PROBLEM DETAILS >>
What is needed is an exact transcription of the listing, with the images removed.

________________________

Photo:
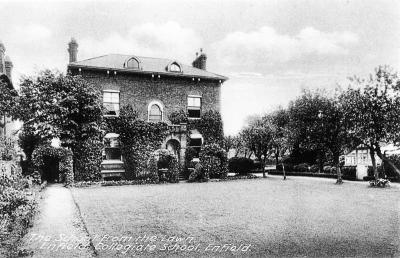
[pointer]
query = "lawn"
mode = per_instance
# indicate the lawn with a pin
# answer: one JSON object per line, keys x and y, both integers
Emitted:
{"x": 245, "y": 218}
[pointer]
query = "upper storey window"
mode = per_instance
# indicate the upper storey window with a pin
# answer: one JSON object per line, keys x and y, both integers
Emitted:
{"x": 155, "y": 112}
{"x": 194, "y": 106}
{"x": 132, "y": 63}
{"x": 111, "y": 102}
{"x": 174, "y": 67}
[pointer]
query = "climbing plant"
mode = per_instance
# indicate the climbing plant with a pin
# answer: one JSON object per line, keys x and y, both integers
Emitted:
{"x": 65, "y": 160}
{"x": 160, "y": 159}
{"x": 138, "y": 139}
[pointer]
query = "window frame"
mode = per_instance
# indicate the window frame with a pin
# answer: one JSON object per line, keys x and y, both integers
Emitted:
{"x": 199, "y": 108}
{"x": 112, "y": 103}
{"x": 160, "y": 106}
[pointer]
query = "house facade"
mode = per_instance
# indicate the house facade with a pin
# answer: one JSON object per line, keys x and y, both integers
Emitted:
{"x": 155, "y": 87}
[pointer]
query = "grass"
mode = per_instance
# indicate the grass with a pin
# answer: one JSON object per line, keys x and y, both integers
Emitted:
{"x": 294, "y": 218}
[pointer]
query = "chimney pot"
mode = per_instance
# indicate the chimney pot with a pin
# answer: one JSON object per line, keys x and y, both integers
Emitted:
{"x": 73, "y": 50}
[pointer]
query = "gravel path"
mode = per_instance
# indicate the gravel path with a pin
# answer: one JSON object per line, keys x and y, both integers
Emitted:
{"x": 58, "y": 230}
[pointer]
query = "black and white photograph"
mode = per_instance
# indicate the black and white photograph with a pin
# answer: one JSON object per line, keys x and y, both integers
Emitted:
{"x": 199, "y": 128}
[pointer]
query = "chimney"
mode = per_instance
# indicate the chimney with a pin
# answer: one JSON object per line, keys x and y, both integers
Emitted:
{"x": 8, "y": 67}
{"x": 200, "y": 61}
{"x": 2, "y": 61}
{"x": 73, "y": 50}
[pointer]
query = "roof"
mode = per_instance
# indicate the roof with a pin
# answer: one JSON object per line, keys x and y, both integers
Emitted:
{"x": 148, "y": 65}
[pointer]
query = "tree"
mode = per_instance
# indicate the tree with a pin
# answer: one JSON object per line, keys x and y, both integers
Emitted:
{"x": 281, "y": 135}
{"x": 257, "y": 138}
{"x": 373, "y": 107}
{"x": 305, "y": 123}
{"x": 336, "y": 126}
{"x": 58, "y": 106}
{"x": 53, "y": 105}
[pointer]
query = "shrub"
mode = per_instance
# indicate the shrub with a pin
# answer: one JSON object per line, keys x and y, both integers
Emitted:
{"x": 349, "y": 172}
{"x": 288, "y": 167}
{"x": 87, "y": 158}
{"x": 301, "y": 167}
{"x": 198, "y": 174}
{"x": 314, "y": 168}
{"x": 327, "y": 169}
{"x": 178, "y": 117}
{"x": 240, "y": 165}
{"x": 214, "y": 161}
{"x": 7, "y": 149}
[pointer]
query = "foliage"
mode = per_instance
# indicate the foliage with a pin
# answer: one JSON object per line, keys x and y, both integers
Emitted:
{"x": 304, "y": 167}
{"x": 257, "y": 137}
{"x": 64, "y": 156}
{"x": 58, "y": 106}
{"x": 214, "y": 161}
{"x": 199, "y": 174}
{"x": 240, "y": 165}
{"x": 375, "y": 104}
{"x": 210, "y": 126}
{"x": 178, "y": 117}
{"x": 349, "y": 171}
{"x": 321, "y": 123}
{"x": 88, "y": 158}
{"x": 28, "y": 140}
{"x": 164, "y": 159}
{"x": 138, "y": 139}
{"x": 7, "y": 148}
{"x": 7, "y": 96}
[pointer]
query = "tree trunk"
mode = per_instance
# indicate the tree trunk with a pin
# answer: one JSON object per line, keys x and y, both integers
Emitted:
{"x": 321, "y": 163}
{"x": 338, "y": 172}
{"x": 284, "y": 174}
{"x": 264, "y": 168}
{"x": 388, "y": 162}
{"x": 372, "y": 153}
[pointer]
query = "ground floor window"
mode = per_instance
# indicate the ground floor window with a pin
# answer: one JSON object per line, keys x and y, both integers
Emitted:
{"x": 111, "y": 150}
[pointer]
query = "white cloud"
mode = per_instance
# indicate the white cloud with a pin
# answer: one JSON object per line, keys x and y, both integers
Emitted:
{"x": 32, "y": 33}
{"x": 169, "y": 40}
{"x": 268, "y": 46}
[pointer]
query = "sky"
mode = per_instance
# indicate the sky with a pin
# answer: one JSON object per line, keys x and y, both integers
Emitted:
{"x": 270, "y": 50}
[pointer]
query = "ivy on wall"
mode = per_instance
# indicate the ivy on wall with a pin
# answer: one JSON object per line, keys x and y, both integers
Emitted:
{"x": 160, "y": 159}
{"x": 88, "y": 158}
{"x": 65, "y": 160}
{"x": 138, "y": 139}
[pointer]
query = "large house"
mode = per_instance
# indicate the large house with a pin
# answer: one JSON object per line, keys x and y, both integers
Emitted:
{"x": 155, "y": 87}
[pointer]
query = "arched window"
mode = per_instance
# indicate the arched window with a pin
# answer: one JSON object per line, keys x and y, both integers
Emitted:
{"x": 174, "y": 67}
{"x": 155, "y": 113}
{"x": 132, "y": 63}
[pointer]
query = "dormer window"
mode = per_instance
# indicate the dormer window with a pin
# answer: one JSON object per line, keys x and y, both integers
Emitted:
{"x": 111, "y": 102}
{"x": 155, "y": 112}
{"x": 194, "y": 107}
{"x": 132, "y": 63}
{"x": 174, "y": 67}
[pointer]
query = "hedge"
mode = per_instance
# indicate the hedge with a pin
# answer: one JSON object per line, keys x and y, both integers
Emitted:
{"x": 240, "y": 165}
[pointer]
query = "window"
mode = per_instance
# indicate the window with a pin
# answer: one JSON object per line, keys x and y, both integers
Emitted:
{"x": 111, "y": 147}
{"x": 175, "y": 68}
{"x": 155, "y": 114}
{"x": 111, "y": 102}
{"x": 194, "y": 106}
{"x": 195, "y": 143}
{"x": 132, "y": 63}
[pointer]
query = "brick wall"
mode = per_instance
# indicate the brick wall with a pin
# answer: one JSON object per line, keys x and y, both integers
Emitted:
{"x": 139, "y": 90}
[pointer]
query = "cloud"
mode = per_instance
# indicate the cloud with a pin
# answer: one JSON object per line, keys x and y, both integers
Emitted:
{"x": 169, "y": 40}
{"x": 267, "y": 46}
{"x": 32, "y": 33}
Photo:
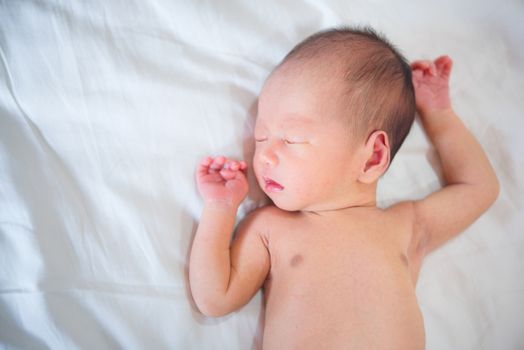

________________________

ANSWER TO THIS EXERCISE >>
Photo:
[pointer]
query = "lawn"
mode = per_instance
# indicate the lawn with a pin
# answer: one JSON object per line, keys x and y, both integers
Emitted:
{"x": 245, "y": 218}
[pointer]
query = "upper storey window"
mode = per_instance
# indicate the upper storey window with a pin
# answer: one JSON object per line, keys x and y, both integers
Emitted:
{"x": 155, "y": 112}
{"x": 194, "y": 106}
{"x": 132, "y": 63}
{"x": 111, "y": 102}
{"x": 174, "y": 67}
[pointer]
query = "climbing plant"
mode = per_instance
# indicate the climbing plant with a pin
# answer: one JSON object per line, keys x and y, both integers
Emitted:
{"x": 65, "y": 160}
{"x": 160, "y": 159}
{"x": 138, "y": 139}
[pointer]
query = "window frame"
mode = per_instance
# indicate the window frame with a pin
# answer: one JSON object per line, keys x and y, both integers
Emitted:
{"x": 199, "y": 108}
{"x": 112, "y": 103}
{"x": 160, "y": 106}
[pointer]
query = "house facade"
mode = per_instance
# indicate the house facade with a pin
# answer: one JSON object per line, keys x and y, both integers
Emitted:
{"x": 155, "y": 87}
[pointer]
query = "grass"
mode = per_instance
# indicate the grass with a pin
# answer: one JSON object per line, keys x and y, both integers
Emitted:
{"x": 294, "y": 218}
[pointer]
query = "chimney pot"
mode = per_instance
# indicate the chimney pot with a pin
# answer: one JSON object per line, keys x and y, both integers
Emitted:
{"x": 73, "y": 50}
[pointer]
query = "gravel path"
mode = per_instance
# indicate the gravel path with a pin
# answer: one JSON object per line, keys x and y, both integers
Emitted:
{"x": 58, "y": 230}
[pointer]
query = "black and white photograph"
mode = per_instance
# indicate the black and white photograph with a pin
# answer: one JSON object per line, keys x and y, both integers
Emitted:
{"x": 199, "y": 128}
[pointer]
query = "chimney"
mode = per_instance
# indicate the chimney with a pin
# answer: one JSON object per line, keys x and y, both integers
Emitted:
{"x": 8, "y": 67}
{"x": 200, "y": 61}
{"x": 2, "y": 61}
{"x": 73, "y": 50}
[pointer]
query = "roof"
mode = per_instance
# indicate the roof with a pin
# answer: one JSON object per line, keys x and y, both integers
Emitted:
{"x": 148, "y": 65}
[pointer]
query = "tree"
mode = per_instance
# indicate the tree with a pin
# answer: one JSON object per line, keys x and y, both integers
Emitted:
{"x": 281, "y": 135}
{"x": 257, "y": 138}
{"x": 373, "y": 107}
{"x": 305, "y": 123}
{"x": 336, "y": 126}
{"x": 58, "y": 106}
{"x": 53, "y": 105}
[pointer]
query = "shrub"
mode = per_instance
# indicate the shrub with a pin
# answer: one JSON object per line, keys x and y, both integers
Emitted:
{"x": 349, "y": 172}
{"x": 288, "y": 167}
{"x": 87, "y": 158}
{"x": 301, "y": 167}
{"x": 198, "y": 174}
{"x": 314, "y": 168}
{"x": 327, "y": 169}
{"x": 178, "y": 117}
{"x": 240, "y": 165}
{"x": 214, "y": 161}
{"x": 7, "y": 149}
[pointer]
query = "foliage"
mode = per_instance
# indicate the foliage with a pin
# answer: one JSON object per line, keys x and y, both integers
Emitted:
{"x": 304, "y": 167}
{"x": 257, "y": 137}
{"x": 64, "y": 156}
{"x": 58, "y": 106}
{"x": 214, "y": 161}
{"x": 199, "y": 174}
{"x": 240, "y": 165}
{"x": 375, "y": 104}
{"x": 210, "y": 126}
{"x": 178, "y": 117}
{"x": 349, "y": 171}
{"x": 321, "y": 123}
{"x": 88, "y": 158}
{"x": 28, "y": 140}
{"x": 164, "y": 159}
{"x": 138, "y": 139}
{"x": 7, "y": 148}
{"x": 7, "y": 96}
[pointer]
query = "tree trunk"
mode = per_instance
# indicate the tree trunk with a pin
# answer: one JSON object per line, keys x and y, both integers
Emitted:
{"x": 321, "y": 163}
{"x": 338, "y": 172}
{"x": 284, "y": 174}
{"x": 264, "y": 168}
{"x": 388, "y": 162}
{"x": 372, "y": 153}
[pointer]
query = "ground floor window"
mode = per_instance
# indicate the ground floor window with a pin
# answer: one JSON object per line, keys x and y, both integers
Emitted:
{"x": 111, "y": 150}
[pointer]
query = "white cloud"
mode = per_instance
# indicate the white cloud with a pin
# answer: one JSON object per line, keys x and y, both integers
Emitted:
{"x": 32, "y": 33}
{"x": 169, "y": 40}
{"x": 268, "y": 46}
[pointer]
query = "sky"
mode = per_instance
# indicate the sky with a pin
# answer: one JSON object per line, keys x and y, both integers
Emitted:
{"x": 270, "y": 50}
[pointer]
query = "ivy on wall"
mode = per_instance
# indicate the ivy on wall with a pin
# answer: one JSON object per line, keys x and y, both integers
Emitted:
{"x": 160, "y": 159}
{"x": 88, "y": 158}
{"x": 65, "y": 160}
{"x": 138, "y": 139}
[pointer]
query = "large house"
mode = per_instance
# indicate the large house with a pin
# answer: one JSON object per line, keys x and y, both integers
Emitted:
{"x": 155, "y": 87}
[pointer]
query = "arched window"
mode = per_instance
# indicate the arched window with a pin
# answer: one JSON object per line, keys x and y, both integers
Emitted:
{"x": 174, "y": 67}
{"x": 155, "y": 113}
{"x": 132, "y": 63}
[pointer]
query = "dormer window"
mode = per_instance
# indicate the dormer window with a pin
# answer: one JSON object per line, keys x and y, both integers
Emitted:
{"x": 111, "y": 102}
{"x": 155, "y": 112}
{"x": 194, "y": 107}
{"x": 132, "y": 63}
{"x": 174, "y": 67}
[pointer]
query = "hedge"
mode = per_instance
# indicate the hedge with a pin
# answer: one JSON object per line, keys x and y, both integers
Emitted:
{"x": 240, "y": 165}
[pointer]
query = "window"
mode = per_instance
# indicate the window with a pin
# answer: one JSON object per line, keys x and y, both integers
Emitted:
{"x": 111, "y": 147}
{"x": 175, "y": 68}
{"x": 155, "y": 114}
{"x": 111, "y": 102}
{"x": 194, "y": 106}
{"x": 195, "y": 143}
{"x": 132, "y": 63}
[pointer]
query = "brick wall"
mode = per_instance
# indicate the brick wall with a pin
# answer: one JSON object per line, keys x and y, both integers
Emitted:
{"x": 139, "y": 90}
[pointer]
query = "cloud"
mode = per_instance
# indicate the cloud with a pin
# answer: one JSON object per line, keys x and y, both integers
Emitted:
{"x": 169, "y": 40}
{"x": 267, "y": 46}
{"x": 32, "y": 33}
Photo:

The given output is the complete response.